● **Work instructions**
The lines from the start of the data through the line with "# sample body: [(210, 75)]" are to be returned verbatim; all later lines are to be omitted.

● **Natural-language object grounding data**
^^^^

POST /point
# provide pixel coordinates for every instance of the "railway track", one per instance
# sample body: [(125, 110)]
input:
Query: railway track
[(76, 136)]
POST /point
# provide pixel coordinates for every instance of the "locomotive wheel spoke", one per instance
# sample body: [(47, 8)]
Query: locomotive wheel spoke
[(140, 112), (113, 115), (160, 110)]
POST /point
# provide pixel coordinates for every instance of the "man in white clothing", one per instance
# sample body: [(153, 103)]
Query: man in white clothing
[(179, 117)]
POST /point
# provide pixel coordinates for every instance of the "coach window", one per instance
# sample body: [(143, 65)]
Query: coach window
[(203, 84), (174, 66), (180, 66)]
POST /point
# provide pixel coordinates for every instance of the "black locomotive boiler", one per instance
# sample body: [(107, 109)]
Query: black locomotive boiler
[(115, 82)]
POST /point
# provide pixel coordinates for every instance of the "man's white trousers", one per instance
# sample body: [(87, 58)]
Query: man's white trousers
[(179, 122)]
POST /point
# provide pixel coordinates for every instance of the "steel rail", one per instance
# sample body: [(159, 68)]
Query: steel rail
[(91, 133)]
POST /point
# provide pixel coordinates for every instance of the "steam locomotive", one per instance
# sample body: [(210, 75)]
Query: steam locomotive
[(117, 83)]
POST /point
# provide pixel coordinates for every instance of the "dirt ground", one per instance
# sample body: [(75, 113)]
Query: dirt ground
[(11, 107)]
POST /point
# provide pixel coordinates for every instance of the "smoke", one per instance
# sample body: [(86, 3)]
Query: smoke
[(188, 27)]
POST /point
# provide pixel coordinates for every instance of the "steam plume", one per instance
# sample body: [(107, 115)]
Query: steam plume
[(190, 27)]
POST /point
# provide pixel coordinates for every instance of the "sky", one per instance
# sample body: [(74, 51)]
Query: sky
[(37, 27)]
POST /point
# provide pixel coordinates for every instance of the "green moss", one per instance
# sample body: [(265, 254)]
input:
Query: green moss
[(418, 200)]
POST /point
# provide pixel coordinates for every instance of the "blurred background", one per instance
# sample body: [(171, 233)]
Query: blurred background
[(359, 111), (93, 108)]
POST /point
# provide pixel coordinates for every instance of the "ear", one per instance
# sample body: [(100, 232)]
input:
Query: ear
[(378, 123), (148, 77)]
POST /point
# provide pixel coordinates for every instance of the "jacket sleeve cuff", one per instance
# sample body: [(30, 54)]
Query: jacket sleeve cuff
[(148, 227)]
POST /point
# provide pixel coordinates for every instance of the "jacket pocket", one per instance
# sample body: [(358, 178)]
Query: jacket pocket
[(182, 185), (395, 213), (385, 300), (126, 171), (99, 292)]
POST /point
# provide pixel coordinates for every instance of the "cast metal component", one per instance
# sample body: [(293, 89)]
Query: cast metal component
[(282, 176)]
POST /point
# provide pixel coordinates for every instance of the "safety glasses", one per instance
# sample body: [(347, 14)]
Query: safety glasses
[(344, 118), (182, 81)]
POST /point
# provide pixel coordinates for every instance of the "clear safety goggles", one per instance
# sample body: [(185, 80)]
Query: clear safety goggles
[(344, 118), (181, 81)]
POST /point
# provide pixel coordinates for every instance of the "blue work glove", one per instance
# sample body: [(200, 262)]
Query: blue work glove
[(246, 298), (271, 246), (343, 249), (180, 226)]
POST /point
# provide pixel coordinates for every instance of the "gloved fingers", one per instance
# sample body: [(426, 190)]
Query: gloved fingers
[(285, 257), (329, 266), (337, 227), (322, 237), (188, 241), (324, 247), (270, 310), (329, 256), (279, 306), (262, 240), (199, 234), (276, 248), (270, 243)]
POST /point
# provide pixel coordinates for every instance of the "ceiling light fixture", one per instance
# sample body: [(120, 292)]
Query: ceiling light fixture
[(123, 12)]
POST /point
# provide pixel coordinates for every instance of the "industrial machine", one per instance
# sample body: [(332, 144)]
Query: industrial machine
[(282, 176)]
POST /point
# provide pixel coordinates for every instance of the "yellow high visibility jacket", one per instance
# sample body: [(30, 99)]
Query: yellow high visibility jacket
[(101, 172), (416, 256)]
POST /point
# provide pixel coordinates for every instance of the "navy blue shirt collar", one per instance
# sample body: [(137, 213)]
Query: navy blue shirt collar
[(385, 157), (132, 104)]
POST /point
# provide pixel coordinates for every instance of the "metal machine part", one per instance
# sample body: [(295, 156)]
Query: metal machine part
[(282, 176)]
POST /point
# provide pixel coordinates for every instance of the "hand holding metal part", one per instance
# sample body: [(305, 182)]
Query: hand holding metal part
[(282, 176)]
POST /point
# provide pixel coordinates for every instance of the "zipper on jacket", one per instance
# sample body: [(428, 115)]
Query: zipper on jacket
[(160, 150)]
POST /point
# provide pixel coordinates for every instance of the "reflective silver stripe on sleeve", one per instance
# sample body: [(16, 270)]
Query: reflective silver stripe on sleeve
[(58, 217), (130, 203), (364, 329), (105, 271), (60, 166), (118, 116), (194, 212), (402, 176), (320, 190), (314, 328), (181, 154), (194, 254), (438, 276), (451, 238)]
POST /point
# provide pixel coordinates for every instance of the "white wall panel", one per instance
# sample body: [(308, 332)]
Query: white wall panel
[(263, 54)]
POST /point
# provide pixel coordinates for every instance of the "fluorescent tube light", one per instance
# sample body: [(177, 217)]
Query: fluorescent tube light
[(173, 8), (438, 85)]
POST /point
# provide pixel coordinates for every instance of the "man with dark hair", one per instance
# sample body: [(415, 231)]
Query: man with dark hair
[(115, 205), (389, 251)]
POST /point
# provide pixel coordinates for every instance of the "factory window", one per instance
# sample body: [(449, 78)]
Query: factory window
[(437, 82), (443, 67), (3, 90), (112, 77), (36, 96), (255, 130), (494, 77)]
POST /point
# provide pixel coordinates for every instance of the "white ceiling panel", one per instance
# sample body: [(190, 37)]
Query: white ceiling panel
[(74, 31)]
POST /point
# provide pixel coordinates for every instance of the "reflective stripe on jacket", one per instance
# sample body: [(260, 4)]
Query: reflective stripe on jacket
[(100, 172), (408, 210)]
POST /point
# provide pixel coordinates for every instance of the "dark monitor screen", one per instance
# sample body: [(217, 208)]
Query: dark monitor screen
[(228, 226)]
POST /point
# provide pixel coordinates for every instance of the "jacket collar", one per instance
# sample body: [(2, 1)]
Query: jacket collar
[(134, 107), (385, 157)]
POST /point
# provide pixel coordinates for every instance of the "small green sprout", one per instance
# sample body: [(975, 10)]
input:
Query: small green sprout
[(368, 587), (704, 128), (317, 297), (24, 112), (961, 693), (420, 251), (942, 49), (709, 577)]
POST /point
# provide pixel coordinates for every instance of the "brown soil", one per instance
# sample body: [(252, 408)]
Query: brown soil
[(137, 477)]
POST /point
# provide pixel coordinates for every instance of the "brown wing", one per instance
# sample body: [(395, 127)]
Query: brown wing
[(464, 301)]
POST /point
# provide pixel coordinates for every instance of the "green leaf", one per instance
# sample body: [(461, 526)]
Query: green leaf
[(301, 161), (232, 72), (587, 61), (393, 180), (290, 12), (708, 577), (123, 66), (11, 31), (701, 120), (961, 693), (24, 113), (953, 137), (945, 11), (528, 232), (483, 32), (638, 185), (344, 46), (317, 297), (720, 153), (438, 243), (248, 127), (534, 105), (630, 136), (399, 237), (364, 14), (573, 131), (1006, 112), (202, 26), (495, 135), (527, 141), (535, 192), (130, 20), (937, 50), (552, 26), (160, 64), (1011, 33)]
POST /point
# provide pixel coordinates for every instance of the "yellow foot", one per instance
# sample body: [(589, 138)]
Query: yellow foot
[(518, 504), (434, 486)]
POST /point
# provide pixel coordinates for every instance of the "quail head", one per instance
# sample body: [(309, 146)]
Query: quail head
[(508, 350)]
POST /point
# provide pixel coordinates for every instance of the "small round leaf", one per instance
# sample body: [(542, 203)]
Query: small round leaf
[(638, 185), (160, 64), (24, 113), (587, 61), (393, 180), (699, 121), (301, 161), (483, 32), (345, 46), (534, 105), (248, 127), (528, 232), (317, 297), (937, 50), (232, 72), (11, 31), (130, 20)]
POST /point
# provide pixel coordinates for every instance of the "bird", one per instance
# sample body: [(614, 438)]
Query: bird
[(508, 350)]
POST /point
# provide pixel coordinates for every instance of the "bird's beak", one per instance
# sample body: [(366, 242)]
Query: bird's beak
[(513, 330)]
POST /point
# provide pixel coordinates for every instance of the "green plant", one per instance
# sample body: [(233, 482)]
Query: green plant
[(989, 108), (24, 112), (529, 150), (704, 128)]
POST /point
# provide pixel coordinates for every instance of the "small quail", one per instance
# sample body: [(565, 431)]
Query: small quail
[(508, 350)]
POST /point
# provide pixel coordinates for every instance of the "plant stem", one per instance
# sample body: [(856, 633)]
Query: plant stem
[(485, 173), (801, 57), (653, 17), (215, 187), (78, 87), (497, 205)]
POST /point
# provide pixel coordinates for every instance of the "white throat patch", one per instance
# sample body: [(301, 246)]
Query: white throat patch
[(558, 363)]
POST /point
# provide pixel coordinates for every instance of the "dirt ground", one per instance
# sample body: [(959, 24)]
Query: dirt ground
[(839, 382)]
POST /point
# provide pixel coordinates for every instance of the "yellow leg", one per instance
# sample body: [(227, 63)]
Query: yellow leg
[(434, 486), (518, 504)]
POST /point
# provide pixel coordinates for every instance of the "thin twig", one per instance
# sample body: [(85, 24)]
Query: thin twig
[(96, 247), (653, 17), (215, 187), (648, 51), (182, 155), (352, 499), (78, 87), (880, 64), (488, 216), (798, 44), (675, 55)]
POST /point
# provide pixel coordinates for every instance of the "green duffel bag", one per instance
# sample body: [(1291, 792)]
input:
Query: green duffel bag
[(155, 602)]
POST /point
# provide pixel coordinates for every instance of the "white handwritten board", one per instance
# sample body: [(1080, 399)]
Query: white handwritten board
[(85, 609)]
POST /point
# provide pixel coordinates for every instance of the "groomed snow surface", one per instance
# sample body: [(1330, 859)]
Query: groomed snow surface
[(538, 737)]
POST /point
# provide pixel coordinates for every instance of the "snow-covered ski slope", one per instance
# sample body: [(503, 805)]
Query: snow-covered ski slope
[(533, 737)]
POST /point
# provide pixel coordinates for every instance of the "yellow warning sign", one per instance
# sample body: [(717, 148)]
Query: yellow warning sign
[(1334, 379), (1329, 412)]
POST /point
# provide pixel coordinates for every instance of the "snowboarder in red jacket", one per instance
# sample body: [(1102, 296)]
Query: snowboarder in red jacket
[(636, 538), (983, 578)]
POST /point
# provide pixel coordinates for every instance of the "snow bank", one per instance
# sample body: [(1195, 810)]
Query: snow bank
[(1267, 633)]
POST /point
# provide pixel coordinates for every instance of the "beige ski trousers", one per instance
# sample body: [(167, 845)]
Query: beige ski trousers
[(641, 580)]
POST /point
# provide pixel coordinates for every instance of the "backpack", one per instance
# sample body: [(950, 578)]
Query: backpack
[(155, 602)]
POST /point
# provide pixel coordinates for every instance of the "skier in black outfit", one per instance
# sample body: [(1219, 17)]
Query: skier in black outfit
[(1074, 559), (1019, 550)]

^^^^

● **Response for this exercise**
POST /point
# provide pixel coordinates for every instance of the "railway track", one per instance
# sample body: [(125, 110)]
input:
Query: railway track
[(76, 136)]
POST /point
# provide pixel coordinates for every instance of the "locomotive wheel spoke", one per instance
# sample body: [(47, 8)]
Query: locomotive wheel spoke
[(140, 112), (113, 115), (160, 110)]
POST /point
# provide pixel coordinates for every instance of the "man in white clothing", one per instance
# sample body: [(153, 103)]
Query: man in white clothing
[(179, 117)]
POST /point
# provide pixel coordinates for every instance of the "coach window", one per instance
# sample body: [(143, 65)]
Query: coach window
[(203, 84), (174, 66), (180, 66)]
POST /point
# provide pixel coordinates for every instance of the "black locomotive boiler", one per instance
# sample body: [(107, 109)]
Query: black locomotive boiler
[(115, 82)]
POST /point
# provide pixel coordinates for every instance of the "man's white trousers", one per instance
# sample body: [(87, 58)]
Query: man's white trousers
[(179, 122)]
POST /point
# provide pixel coordinates for every instance of the "steel rail", one per instance
# sample body: [(159, 68)]
Query: steel rail
[(91, 133)]
POST /point
# provide pixel coordinates for every instance of the "steam locomotive", one per instance
# sample body: [(210, 75)]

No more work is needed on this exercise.